### [Passage given]
....

Mary Magdalene is the only person in the Gospels named as being exorcized by Jesus. She was freed of seven demons (Luke 8:2).

It seems accurate to conclude that Mary must have suffered from severe emotional or psychological trauma to deem an exorcism necessary. She was battered and bruised, injured and in agony from the suffering demon possession entailed.

Mary must have lost all control of her life, and with it, her dignity in her community. Someone said, “Seven is a mystic number suggesting ‘completeness,’ implying that when the evil spirits dominated Mary the suffering was extremely severe.” (Maurice Casey, Jesus of Nazareth)

What must that moment been like when Jesus spoke her into freedom and healing?! He truly saw her in all her bruised body and heart and spoke his healing promises to her.

With a word he sent that demonic oppression packing and gave Mary a whole new life to live when her life was likely to be agonizing suffering and early death. Grace turned her life around. Has grace turned your life around lately?

....

### [Entries supplied]
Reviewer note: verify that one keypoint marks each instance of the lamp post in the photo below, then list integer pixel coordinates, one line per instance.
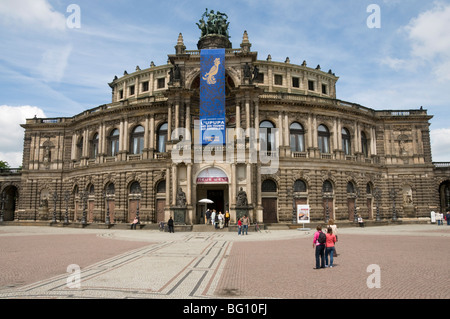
(392, 194)
(84, 196)
(107, 219)
(66, 199)
(377, 195)
(326, 195)
(55, 199)
(356, 195)
(3, 207)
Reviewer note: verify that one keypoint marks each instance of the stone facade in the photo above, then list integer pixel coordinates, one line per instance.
(340, 158)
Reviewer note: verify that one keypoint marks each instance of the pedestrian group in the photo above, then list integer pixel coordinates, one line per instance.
(324, 244)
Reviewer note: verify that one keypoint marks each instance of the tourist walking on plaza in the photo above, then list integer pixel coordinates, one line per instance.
(134, 223)
(220, 217)
(335, 231)
(447, 216)
(227, 218)
(331, 240)
(439, 218)
(319, 244)
(213, 217)
(245, 222)
(170, 224)
(208, 216)
(239, 226)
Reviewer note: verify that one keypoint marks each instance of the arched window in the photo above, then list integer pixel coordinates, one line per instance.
(137, 140)
(327, 187)
(346, 146)
(135, 188)
(297, 135)
(162, 138)
(94, 146)
(267, 136)
(110, 189)
(364, 148)
(300, 186)
(113, 148)
(323, 139)
(369, 188)
(350, 188)
(269, 186)
(79, 149)
(161, 187)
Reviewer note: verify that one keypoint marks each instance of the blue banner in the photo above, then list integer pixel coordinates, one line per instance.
(212, 96)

....

### [Actions to take]
**a.** Swap "blue banner" for "flag" in the rows from the line containing "of the arched" through the last row, and give back those lines with nothing else changed.
**b.** Continue the passage about Mary Magdalene from its final sentence.

### [Answers given]
**a.**
Reviewer note: verify that one keypoint marks each instance of the arched window in the photo above, then list integer pixel coordinates, one line per instance.
(137, 140)
(327, 187)
(346, 146)
(135, 188)
(297, 135)
(162, 138)
(94, 146)
(267, 136)
(110, 189)
(364, 148)
(300, 186)
(113, 148)
(323, 139)
(369, 188)
(350, 188)
(269, 186)
(79, 149)
(161, 187)
Reviewer note: verify that one keypoint marks each instance of the flag in the photo above, then list integer pixel coordinates, one line per instance.
(212, 96)

**b.**
Mary then is repeatedly named in the gospels. Obviously, her encounter with the Saviour of the world changed her world! Mary is mentioned 12 times in the Gospels, more than most of the apostles.

In the series some of us are viewing called, ‘The Chosen’, the show’s creators show Mary to be very much a part of the travelling group around Jesus. Many think that is accurate. It must because she is named so often! Mary is part of that inner circle.

That is what happens to people when they encounter the living Jesus. They are changed and their life is lived close to him and his words of life.

What Mary Magdalene is universally known and honoured for is of course being the first one – the first one to see and hear the risen Messiah that early morning in the garden tomb.

She was the first human being to witness the new creation of God alive from the dark deadness of the old creation.

Mary was the first to be confronted with all the promise of God to save his people, heal the world, create a new heaven and earth for all of us. She got the first glimpse of our future in God’s new life where we now live and enjoy in part but will one day come in full when Jesus appears for all to see, and the living and the dead ware raised when all is complete and full.

What a moment that must have been! From all hopes dashed and the old sinister creeping fear of a return to those dark old days of pain now Jesus is dead –to leaping joy – everything he said now is. Mary is still free and will be until the last. So are you, friend!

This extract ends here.